** INSTRUCTIONS **
1/ Answer these questions using the text on reneging divorce settlements:
(a) What did the Court in V, RHM order regarding the original Consent Summons and the Amended Consent Summons?
(b) What did the Wife not receive concerning the terms of the Amended Consent Summons?
(c) According to the conclusion, what function do the questions posed by the Court serve?
2/ Using the text on reneging divorce settlements, explain why the Court in V, RHM set aside the Consent Summons and the Amended Consent Summons.
3/ Retype the portion of the text on reneging divorce settlements from "The Court in" to "can you renege?".

** PAGE TEXT **
The Court in V, RHM ordered for both the original Consent Summons and Amended Consent Summons to be set aside. The major reasons for the order was that the Wife had a limited understanding of the parties’ financial situation, as the Husband did not fully disclose their position prior to the negotiations. Additionally, it was found that the Wife did not receive independent legal advice concerning the terms of the Amended Consent Summons, which resulted in a lack of full appreciation of implications of the terms of the contract. The conduct of the Husbands’ lawyers was also found to have put the wife under extraordinary levels of stress and pressure, which only added to the stress she had from taking care of the children. Lastly, the Court was concerned that the summonses would have left the Wife “in a situation of real need”.
Conclusion: can you renege?
While the Court will give effect to marital agreements freely entered into by parties, the Court will also give consideration to the prevailing circumstances to make a decision as to whether it would be fair to allow a party to renege or vary. The case of V, RHM v V, ES provides insight into the renege of seemingly binding divorce settlements, even though the questions posed by the Court only serve as a guideline, rather than determining factors.

** DATA SECTION **
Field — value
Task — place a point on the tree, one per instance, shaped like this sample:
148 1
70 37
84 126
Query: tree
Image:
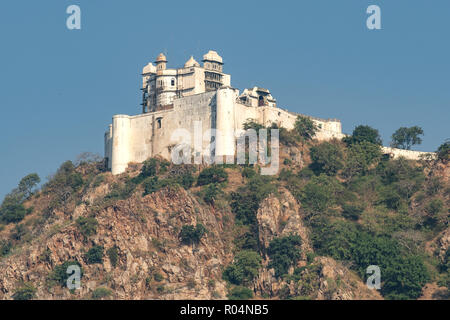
244 268
28 183
364 133
251 124
327 158
25 292
12 209
212 174
192 235
94 255
360 156
284 252
443 152
405 138
87 226
240 293
305 128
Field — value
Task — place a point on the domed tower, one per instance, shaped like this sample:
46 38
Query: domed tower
213 65
166 82
161 62
191 63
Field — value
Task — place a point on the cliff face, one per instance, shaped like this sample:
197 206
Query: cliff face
145 230
144 256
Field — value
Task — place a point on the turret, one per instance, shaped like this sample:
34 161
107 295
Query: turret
161 62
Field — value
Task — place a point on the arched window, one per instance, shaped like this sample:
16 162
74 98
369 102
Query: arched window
261 101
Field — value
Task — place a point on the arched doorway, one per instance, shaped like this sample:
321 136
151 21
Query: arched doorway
261 101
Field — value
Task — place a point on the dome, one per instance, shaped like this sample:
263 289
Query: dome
212 56
191 63
150 68
161 58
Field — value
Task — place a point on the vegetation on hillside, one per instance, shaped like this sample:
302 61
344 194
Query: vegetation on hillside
361 209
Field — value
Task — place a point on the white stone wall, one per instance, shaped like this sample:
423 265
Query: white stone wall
137 138
408 154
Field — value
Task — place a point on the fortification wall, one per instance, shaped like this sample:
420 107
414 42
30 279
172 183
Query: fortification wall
328 129
408 154
137 138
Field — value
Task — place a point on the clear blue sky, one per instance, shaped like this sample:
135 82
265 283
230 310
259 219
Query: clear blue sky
60 88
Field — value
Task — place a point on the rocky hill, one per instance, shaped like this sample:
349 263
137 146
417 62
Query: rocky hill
161 231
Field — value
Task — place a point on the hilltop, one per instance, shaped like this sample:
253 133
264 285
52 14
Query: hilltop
164 231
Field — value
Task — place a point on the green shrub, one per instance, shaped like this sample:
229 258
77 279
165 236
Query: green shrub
87 226
248 172
28 184
333 238
352 211
240 293
403 275
187 180
12 209
94 255
212 174
434 206
5 247
284 252
113 254
100 293
305 128
66 176
244 268
364 133
320 194
211 192
59 273
25 292
150 185
360 157
443 152
121 191
327 158
192 235
158 277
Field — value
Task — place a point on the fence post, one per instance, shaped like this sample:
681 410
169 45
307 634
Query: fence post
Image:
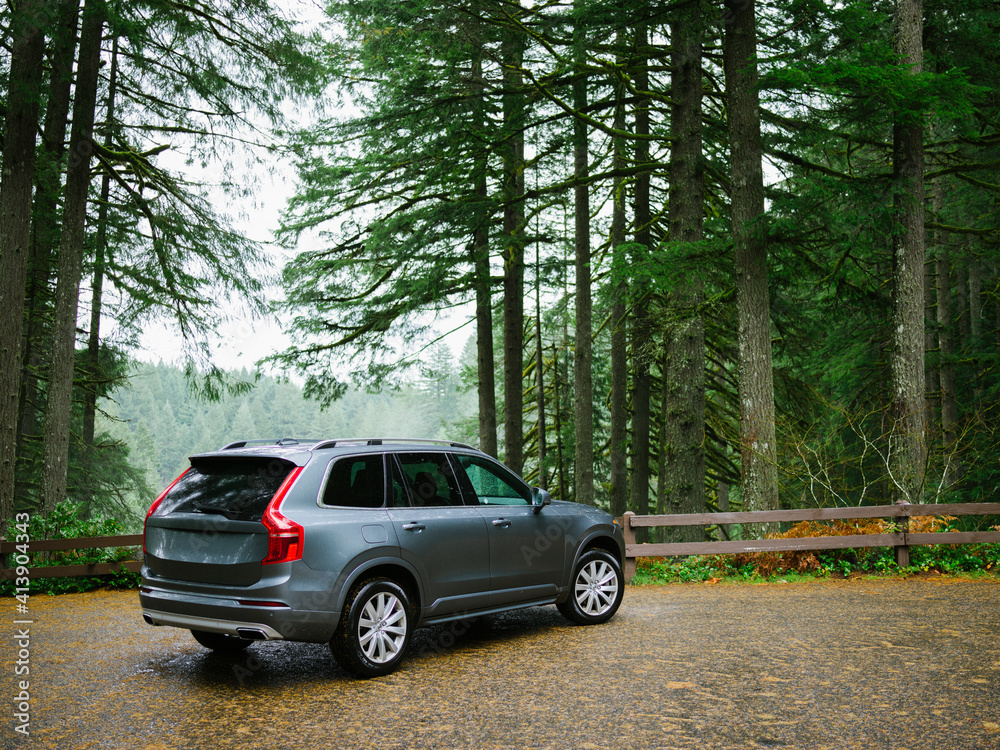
629 540
903 551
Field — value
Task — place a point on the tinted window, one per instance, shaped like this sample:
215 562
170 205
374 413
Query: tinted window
493 484
429 479
356 482
238 488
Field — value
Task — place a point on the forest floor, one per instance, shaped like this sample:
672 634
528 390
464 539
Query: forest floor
859 663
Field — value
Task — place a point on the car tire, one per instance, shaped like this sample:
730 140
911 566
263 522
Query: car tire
221 641
596 590
374 628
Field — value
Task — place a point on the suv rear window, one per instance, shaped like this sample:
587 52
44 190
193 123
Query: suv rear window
238 489
356 482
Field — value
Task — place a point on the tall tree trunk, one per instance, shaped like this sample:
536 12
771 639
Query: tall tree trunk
45 228
97 284
59 403
758 452
946 341
16 182
583 379
92 364
513 227
907 445
540 372
619 339
486 379
641 327
682 456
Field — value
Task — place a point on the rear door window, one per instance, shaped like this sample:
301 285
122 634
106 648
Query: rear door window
356 482
429 479
236 488
494 484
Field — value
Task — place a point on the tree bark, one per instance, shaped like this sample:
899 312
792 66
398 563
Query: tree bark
906 360
60 391
45 227
540 373
682 454
486 379
513 227
583 378
758 451
93 364
16 182
641 326
619 340
946 340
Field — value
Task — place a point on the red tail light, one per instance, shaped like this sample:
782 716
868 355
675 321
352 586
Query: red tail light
284 536
156 504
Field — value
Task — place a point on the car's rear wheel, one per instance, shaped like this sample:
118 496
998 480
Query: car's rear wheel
221 641
596 590
374 629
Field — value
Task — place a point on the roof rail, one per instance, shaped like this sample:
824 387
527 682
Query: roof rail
266 441
384 441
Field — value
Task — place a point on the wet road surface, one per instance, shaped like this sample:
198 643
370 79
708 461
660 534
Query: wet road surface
895 664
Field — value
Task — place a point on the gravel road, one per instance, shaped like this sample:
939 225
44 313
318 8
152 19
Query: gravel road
895 664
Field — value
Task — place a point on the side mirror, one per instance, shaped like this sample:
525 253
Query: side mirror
539 499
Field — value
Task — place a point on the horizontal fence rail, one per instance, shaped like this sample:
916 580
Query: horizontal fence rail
901 539
62 545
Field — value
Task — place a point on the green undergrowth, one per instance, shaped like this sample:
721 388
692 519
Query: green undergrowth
968 561
65 523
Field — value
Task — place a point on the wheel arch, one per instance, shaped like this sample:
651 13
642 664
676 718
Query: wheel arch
394 570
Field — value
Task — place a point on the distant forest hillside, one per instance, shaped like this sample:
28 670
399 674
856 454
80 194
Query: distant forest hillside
162 422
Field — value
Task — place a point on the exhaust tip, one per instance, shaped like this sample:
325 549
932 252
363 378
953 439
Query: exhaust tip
251 634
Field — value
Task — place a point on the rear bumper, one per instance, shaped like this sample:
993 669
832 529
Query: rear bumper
226 614
253 630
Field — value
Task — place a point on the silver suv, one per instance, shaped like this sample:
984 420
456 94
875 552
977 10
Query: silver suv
357 542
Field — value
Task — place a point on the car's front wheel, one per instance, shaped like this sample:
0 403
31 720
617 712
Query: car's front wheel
221 641
374 629
596 590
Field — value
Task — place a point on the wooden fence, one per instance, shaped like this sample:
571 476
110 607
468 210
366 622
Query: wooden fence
901 539
12 550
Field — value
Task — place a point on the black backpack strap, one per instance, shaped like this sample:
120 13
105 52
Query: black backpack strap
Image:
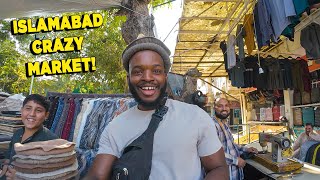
156 118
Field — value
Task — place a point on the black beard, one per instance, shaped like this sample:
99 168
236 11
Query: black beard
149 105
220 116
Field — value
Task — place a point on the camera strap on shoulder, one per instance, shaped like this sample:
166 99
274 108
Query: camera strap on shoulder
136 160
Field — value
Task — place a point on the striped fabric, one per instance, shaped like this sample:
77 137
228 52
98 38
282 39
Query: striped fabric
231 150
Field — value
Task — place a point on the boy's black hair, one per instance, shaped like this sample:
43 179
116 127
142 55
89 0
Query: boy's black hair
39 99
308 124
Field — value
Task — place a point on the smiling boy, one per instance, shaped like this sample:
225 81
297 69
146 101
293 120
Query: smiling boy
34 111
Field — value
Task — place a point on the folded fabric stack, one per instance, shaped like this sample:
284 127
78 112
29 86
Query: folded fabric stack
53 159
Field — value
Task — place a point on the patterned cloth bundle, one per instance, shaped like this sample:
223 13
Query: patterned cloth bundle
53 159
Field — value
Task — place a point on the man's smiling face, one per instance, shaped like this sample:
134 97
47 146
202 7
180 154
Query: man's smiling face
147 79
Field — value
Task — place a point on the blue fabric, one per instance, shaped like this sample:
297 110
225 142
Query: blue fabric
300 6
231 150
308 115
280 11
63 118
57 115
264 22
77 111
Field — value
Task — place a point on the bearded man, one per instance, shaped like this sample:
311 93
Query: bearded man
185 142
232 151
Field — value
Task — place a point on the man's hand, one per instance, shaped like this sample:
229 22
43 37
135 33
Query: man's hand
241 162
252 150
11 173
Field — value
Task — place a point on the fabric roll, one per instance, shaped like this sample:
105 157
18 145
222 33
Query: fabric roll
44 145
44 168
49 175
47 157
44 153
38 162
65 176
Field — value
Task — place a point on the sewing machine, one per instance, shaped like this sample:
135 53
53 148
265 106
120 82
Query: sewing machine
280 146
277 160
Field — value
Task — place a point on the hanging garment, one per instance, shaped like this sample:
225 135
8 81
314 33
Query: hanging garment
285 66
85 104
281 11
300 6
269 115
231 51
310 40
296 72
236 75
84 120
63 117
223 47
57 115
52 112
261 78
249 29
317 117
306 78
67 125
276 113
264 31
308 115
78 103
239 41
297 117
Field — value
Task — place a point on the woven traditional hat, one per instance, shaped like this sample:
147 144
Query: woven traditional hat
146 43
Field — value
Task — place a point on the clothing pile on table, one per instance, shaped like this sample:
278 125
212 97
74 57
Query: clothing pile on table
81 118
53 159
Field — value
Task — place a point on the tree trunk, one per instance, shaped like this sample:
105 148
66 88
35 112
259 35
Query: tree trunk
138 19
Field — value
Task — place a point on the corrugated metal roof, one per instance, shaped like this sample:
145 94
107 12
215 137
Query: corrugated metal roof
203 25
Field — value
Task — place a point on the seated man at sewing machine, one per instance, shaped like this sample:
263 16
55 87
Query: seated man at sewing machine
308 135
280 146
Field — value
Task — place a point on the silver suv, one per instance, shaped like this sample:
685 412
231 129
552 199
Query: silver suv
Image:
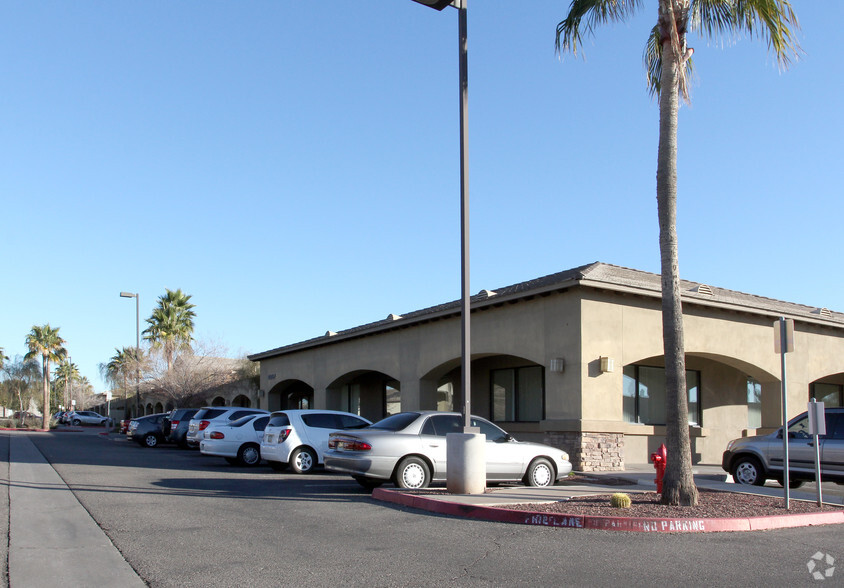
752 460
215 414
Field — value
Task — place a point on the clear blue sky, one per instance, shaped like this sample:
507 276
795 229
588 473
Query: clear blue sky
294 165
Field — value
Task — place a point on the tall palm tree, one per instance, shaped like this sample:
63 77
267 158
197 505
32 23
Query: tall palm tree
69 373
171 324
46 342
667 59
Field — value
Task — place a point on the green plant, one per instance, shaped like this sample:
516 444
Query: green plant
620 500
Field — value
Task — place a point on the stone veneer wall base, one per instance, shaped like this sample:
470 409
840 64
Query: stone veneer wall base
590 452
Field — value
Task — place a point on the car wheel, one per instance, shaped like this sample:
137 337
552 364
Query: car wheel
748 470
540 473
413 473
249 455
278 466
368 483
302 460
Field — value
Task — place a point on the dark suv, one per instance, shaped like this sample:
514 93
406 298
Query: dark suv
176 425
147 430
752 460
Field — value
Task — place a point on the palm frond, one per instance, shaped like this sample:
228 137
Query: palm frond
585 15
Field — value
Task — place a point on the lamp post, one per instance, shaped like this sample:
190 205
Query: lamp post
137 298
466 461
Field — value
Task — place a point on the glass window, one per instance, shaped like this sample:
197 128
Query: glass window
392 397
643 395
754 404
518 394
829 394
279 420
321 420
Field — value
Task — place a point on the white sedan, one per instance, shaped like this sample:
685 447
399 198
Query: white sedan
238 441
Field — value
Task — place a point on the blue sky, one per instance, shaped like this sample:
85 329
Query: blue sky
294 165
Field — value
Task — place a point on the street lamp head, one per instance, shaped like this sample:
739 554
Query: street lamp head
436 4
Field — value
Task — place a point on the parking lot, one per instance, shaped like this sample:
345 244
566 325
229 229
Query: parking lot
180 518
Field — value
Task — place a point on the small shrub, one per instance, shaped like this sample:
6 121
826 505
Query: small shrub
620 500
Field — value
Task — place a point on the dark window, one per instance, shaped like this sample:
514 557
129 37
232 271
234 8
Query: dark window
643 395
350 422
208 413
518 394
492 432
321 420
443 424
396 422
279 420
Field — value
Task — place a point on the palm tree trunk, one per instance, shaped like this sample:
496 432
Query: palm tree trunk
678 484
45 375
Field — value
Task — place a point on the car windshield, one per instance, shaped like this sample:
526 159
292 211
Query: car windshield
396 422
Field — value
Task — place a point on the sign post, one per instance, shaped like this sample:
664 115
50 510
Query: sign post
817 426
783 343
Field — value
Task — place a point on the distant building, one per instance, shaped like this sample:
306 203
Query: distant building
575 360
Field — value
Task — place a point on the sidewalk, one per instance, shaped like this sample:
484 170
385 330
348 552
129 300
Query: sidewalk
52 538
638 478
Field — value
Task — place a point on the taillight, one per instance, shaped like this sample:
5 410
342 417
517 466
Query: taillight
348 444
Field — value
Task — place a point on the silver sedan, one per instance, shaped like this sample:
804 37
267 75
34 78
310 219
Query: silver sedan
409 448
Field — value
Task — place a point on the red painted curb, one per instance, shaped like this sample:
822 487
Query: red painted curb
645 525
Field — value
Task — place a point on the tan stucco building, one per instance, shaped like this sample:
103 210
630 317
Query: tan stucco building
575 360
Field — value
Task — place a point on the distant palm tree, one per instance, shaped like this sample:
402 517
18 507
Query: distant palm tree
69 373
171 324
667 59
46 342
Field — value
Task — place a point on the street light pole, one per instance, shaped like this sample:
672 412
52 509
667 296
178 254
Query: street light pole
137 298
466 451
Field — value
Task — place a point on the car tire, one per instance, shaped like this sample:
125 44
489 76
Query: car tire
278 466
748 470
412 473
368 483
249 455
303 460
540 473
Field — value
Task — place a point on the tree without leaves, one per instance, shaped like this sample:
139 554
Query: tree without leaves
668 63
46 342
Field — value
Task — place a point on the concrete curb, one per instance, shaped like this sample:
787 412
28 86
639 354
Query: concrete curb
645 525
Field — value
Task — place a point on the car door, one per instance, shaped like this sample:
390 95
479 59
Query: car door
432 440
504 456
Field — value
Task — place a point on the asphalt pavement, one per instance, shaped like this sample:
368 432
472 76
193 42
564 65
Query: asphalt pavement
53 538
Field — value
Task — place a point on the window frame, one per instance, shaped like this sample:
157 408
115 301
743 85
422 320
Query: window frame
516 393
698 421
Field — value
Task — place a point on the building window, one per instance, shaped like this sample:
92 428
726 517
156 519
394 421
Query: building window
392 398
754 404
644 395
518 394
350 398
829 394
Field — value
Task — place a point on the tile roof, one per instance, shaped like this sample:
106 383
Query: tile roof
595 275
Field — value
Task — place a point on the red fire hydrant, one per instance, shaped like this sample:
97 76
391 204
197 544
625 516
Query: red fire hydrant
659 458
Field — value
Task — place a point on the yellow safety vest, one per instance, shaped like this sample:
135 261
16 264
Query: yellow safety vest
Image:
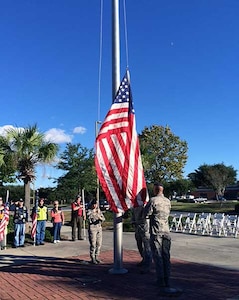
42 213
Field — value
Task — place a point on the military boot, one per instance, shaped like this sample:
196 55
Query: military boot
93 260
98 261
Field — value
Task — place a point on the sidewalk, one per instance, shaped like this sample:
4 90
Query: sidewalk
63 271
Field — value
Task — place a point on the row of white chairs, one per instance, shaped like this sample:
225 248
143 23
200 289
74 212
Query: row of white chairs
206 224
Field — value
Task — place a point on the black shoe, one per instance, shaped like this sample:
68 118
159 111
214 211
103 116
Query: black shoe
144 272
94 262
140 264
171 292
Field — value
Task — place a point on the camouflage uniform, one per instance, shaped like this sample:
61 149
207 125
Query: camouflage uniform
95 218
142 236
158 210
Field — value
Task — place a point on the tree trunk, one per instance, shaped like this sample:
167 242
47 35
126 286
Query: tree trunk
28 203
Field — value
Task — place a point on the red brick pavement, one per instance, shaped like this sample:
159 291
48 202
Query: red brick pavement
73 278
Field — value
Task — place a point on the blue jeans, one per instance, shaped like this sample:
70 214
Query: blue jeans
19 234
57 231
40 234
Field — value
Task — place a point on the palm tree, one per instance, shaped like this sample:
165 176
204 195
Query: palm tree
28 147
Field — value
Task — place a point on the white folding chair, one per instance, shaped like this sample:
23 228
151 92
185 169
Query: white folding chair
203 224
217 224
176 224
231 225
190 222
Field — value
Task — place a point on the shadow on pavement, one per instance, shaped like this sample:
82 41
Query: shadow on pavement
75 277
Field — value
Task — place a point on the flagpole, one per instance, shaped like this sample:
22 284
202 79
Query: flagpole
5 230
118 226
36 207
84 213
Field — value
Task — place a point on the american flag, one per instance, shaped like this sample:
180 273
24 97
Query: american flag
34 218
4 222
34 225
117 159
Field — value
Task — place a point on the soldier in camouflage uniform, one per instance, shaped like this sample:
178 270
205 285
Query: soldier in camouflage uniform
95 219
142 238
158 210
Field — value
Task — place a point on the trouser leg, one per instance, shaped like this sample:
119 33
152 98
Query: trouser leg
80 225
74 225
156 247
92 241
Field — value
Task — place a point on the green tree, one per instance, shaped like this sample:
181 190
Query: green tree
216 176
78 163
7 171
164 155
26 148
181 187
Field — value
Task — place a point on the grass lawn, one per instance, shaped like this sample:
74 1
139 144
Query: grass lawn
227 207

** PER-TASK ANSWERS **
1/
(a) It ordered both to be set aside.
(b) Independent legal advice.
(c) They serve only as a guideline, rather than as determining factors.

2/ The Wife had a limited understanding of the parties' finances because the Husband did not fully disclose their position before the negotiations, and she received no independent legal advice on the terms of the Amended Consent Summons. The conduct of the Husband's lawyers also placed her under extraordinary stress and pressure. Finally, the Court was concerned that the summonses would have left her "in a situation of real need."

3/
The Court in V, RHM ordered for both the original Consent Summons and Amended Consent Summons to be set aside. The major reasons for the order was that the Wife had a limited understanding of the parties’ financial situation, as the Husband did not fully disclose their position prior to the negotiations. Additionally, it was found that the Wife did not receive independent legal advice concerning the terms of the Amended Consent Summons, which resulted in a lack of full appreciation of implications of the terms of the contract. The conduct of the Husbands’ lawyers was also found to have put the wife under extraordinary levels of stress and pressure, which only added to the stress she had from taking care of the children. Lastly, the Court was concerned that the summonses would have left the Wife “in a situation of real need”.
Conclusion: can you renege?